■ Your goal: In the book review, whose traders left usable bits of their language along India's sea coast in earlier times?

--- Begin Quoted text ---

Last Updated 08 February 2014, 15:31 IST

Hobson-Jobson — The Definitive Glossary of British INdia
Henry Yule & A C Burnell
Oxford University Press
2013, pp 570
745


Some years ago, when Indian cities started hosting annual book fairs, nuclear Indian families would return home from such outings, happily armed with a bag-load of fairly inexpensive and readable books — and spend the following days, reading, browsing — and occasionally throwing intriguing questions at each other,viz. ‘Do you know that…’, ‘Guess the meaning of…’. It was good utilitarian fun.

A perusal of the latest pruned and revised edition of the encyclopedic Hobson-Jobson (an iconic work of idiosyncratic scholarship from 1886, authored by Henry Yule and A C Burnell), could well result in similar activity. The book subtitled, The Definitive Glossary of British India, is in fact a compendium of words and phrases that were coined, used and popularised during the days of the British Raj, all 200 years and beyond, going back to earlier times too, when the Portuguese had started trading along our sea coast and left behind usable bits of their language to be mixed up with local Sanskrit, Tamil, Telugu, Hindi, and of course the English of British India. Other visitors too — Chinese, Arabs, Europeans, traders, invaders — have left their mark on India’s English language.

--- End Quoted text ---
--- Begin Data lines ---

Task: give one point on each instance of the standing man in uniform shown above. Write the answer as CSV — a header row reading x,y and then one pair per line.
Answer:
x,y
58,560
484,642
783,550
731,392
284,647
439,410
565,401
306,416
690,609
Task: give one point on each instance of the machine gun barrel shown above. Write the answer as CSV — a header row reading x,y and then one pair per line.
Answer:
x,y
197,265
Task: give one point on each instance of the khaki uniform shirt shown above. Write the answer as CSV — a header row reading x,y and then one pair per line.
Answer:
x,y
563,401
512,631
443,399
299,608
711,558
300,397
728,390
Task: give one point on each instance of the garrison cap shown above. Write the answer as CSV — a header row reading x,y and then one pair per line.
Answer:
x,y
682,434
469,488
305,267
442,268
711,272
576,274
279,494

--- End Data lines ---
--- Begin Data lines ---

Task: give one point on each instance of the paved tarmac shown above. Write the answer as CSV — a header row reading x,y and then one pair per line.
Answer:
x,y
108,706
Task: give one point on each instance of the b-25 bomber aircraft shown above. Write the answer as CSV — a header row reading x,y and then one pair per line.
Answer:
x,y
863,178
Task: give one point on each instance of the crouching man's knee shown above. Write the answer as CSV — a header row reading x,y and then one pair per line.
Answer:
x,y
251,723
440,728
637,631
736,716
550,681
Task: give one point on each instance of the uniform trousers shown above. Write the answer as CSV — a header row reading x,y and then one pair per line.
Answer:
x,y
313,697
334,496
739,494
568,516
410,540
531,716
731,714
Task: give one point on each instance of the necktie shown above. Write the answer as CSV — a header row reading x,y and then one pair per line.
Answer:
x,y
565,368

--- End Data lines ---
--- Begin Data lines ---

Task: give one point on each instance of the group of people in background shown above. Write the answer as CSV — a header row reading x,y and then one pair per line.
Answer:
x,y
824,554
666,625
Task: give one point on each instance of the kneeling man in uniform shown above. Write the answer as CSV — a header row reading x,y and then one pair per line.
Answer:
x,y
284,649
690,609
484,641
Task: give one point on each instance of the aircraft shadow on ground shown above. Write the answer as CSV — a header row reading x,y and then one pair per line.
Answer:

--- End Data lines ---

■ Response for this exercise: The Portuguese.